** start SOURCE EXTRACT **

1.  Why, on the page, ''Rabbits, rabbits, rabbits'' is the sky being sucked into the statue?

 

I just had an idea that the rabbits have introduced a lot of new machinery and systems, but that it is still dependant upon natural resources to make them work (as everything in our society is). Unfortunately, it is not a cyclical process, and is all about consumption and disposal, so the sky gets sucked in and black waste is thrown out. It was also the idea of almost using up all the colour in the place, including even the sky, and making everything grey and bleak. (except for a little flower that has survived somehow)

 

The fact that the sky is being sucked into the statue suggests that there is a central government or 'Queen Rabbit' in this case, which is using the blue sky as a kind of power source, hence the staff with powerlines coming off it. I may have been inspired by the Midnight Oil song 'Blue Sky Mining'

which I always thought was an interesting idea - that if someone could mine the blueness out of the sky, they probably would, just to make money or power. It is also of course a metaphor for pollution, which can remove a blue sky.

** end SOURCE EXTRACT **
** start EXTRACTED ENTRIES **

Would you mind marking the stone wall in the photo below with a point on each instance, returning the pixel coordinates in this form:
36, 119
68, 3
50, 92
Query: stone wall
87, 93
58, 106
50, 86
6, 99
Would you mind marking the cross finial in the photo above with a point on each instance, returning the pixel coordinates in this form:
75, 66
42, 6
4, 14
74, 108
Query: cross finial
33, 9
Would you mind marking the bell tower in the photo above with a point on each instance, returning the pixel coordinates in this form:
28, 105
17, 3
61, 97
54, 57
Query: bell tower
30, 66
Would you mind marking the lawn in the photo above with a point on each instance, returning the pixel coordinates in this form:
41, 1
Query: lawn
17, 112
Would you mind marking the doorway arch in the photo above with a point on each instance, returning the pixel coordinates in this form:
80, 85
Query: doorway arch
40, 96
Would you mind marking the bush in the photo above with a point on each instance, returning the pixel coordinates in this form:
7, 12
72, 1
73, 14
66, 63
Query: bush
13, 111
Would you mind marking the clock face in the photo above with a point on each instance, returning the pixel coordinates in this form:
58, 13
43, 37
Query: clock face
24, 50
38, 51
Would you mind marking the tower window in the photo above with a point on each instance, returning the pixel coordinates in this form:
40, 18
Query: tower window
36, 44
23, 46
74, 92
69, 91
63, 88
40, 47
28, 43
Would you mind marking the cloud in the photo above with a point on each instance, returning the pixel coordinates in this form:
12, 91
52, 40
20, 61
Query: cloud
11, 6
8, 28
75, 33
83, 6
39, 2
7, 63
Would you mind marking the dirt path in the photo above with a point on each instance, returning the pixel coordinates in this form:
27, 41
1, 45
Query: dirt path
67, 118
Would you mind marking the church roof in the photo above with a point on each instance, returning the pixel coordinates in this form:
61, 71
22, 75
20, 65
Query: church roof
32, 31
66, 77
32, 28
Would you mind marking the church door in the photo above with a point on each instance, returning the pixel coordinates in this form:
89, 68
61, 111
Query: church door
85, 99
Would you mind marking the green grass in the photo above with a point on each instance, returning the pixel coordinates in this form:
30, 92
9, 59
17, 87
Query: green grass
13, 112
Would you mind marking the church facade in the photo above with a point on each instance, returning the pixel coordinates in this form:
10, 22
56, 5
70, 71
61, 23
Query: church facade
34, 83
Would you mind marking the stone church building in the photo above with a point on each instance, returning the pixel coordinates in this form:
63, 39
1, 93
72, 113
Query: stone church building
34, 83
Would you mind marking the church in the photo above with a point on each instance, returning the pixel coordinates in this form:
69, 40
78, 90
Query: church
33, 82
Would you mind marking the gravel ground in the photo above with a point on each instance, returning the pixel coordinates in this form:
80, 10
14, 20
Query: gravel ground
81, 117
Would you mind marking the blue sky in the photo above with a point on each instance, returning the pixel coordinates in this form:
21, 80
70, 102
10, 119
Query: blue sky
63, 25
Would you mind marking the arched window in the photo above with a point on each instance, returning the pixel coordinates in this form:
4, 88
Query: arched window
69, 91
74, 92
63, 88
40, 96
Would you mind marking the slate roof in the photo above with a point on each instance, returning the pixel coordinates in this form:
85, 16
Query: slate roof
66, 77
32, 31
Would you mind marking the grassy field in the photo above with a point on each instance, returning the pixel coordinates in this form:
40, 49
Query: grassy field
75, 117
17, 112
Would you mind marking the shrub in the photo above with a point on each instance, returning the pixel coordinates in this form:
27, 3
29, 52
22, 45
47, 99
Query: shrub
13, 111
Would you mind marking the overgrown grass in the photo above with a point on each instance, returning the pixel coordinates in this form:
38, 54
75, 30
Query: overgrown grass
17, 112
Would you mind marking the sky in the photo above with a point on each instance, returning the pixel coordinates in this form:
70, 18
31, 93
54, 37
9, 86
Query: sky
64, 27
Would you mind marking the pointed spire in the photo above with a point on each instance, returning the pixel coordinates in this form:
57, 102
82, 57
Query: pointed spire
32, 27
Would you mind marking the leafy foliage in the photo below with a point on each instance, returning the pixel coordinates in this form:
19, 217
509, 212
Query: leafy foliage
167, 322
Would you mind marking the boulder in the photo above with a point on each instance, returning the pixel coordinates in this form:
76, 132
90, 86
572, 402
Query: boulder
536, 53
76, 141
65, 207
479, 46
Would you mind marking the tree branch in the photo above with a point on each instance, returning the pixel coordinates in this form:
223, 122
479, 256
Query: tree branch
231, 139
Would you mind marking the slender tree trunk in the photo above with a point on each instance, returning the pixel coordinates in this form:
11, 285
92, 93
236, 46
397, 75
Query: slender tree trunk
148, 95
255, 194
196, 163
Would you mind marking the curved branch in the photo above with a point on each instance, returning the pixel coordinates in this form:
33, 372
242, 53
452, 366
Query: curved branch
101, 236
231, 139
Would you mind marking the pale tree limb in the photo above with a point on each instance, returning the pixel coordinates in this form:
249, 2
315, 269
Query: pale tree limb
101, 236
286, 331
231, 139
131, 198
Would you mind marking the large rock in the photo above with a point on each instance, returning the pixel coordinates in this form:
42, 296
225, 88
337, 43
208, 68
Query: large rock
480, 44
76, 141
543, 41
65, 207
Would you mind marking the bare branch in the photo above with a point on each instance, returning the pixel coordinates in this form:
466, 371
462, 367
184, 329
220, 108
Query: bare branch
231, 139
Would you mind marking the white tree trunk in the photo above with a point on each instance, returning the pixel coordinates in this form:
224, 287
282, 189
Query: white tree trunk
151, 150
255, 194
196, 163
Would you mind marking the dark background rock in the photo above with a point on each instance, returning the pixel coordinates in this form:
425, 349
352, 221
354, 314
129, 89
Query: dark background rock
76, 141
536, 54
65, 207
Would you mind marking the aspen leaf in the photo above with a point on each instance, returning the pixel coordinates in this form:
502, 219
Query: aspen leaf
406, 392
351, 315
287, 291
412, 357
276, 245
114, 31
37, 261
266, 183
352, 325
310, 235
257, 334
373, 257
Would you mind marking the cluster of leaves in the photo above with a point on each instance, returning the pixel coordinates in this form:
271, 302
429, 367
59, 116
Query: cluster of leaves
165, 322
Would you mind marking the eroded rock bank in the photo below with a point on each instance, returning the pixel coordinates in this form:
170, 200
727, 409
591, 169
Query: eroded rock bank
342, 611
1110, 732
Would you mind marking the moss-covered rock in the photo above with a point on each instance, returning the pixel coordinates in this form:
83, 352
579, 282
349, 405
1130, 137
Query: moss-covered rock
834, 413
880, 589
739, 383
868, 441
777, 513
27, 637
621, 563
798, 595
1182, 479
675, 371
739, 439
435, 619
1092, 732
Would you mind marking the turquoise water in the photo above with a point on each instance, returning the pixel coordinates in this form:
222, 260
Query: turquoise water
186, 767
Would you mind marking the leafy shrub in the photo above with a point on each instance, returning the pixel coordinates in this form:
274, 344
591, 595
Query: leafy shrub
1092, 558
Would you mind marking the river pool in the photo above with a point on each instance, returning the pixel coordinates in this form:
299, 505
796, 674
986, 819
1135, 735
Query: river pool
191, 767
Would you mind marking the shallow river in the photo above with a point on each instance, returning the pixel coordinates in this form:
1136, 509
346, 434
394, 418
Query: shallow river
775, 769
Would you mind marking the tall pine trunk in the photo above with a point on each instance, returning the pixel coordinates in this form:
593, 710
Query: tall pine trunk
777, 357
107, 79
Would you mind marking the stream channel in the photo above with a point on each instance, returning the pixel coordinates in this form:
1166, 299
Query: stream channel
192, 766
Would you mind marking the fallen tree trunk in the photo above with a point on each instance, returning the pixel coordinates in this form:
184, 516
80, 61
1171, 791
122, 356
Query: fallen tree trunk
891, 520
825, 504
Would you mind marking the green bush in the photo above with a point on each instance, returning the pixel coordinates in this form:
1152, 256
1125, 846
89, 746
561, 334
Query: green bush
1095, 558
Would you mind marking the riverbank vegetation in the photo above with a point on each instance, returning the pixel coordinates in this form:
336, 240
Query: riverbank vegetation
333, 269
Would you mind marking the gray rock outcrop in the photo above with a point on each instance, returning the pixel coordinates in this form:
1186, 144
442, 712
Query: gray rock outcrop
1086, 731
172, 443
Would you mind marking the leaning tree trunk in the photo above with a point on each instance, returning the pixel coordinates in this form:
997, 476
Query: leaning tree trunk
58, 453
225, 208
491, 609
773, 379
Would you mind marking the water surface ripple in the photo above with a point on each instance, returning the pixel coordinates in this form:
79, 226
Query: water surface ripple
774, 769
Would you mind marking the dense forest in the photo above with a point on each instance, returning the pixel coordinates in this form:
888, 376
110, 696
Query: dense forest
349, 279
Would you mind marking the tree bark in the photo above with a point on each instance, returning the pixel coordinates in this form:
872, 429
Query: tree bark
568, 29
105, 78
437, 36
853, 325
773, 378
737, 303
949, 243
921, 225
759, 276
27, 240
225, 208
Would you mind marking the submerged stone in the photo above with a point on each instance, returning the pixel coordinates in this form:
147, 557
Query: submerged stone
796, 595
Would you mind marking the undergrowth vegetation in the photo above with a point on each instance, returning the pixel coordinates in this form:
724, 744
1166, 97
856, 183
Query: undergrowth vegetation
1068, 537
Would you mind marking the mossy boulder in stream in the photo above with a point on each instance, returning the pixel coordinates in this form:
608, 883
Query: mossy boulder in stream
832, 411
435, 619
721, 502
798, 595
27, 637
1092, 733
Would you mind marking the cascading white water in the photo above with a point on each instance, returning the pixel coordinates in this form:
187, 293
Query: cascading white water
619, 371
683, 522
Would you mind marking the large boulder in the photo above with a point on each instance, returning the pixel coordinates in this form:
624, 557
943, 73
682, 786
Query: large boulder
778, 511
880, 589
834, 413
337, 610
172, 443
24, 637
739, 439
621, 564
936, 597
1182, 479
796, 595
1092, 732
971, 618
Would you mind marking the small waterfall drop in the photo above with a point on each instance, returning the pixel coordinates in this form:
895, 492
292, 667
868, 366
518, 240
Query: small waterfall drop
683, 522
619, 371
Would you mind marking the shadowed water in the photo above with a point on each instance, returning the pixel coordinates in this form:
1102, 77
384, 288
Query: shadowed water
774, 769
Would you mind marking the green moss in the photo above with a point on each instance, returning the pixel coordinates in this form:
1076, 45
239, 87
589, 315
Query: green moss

** end EXTRACTED ENTRIES **

◆ WHAT THE EXERCISE ASKS
Rewrite the passage about the sky being sucked into the statue, between "1.  Why, on" and "has survived somehow)", inclusive, replacing "machinery" with "technology".

◆ FULL RESPONSE
1.  Why, on the page, ''Rabbits, rabbits, rabbits'' is the sky being sucked into the statue?

 

I just had an idea that the rabbits have introduced a lot of new technology and systems, but that it is still dependant upon natural resources to make them work (as everything in our society is). Unfortunately, it is not a cyclical process, and is all about consumption and disposal, so the sky gets sucked in and black waste is thrown out. It was also the idea of almost using up all the colour in the place, including even the sky, and making everything grey and bleak. (except for a little flower that has survived somehow)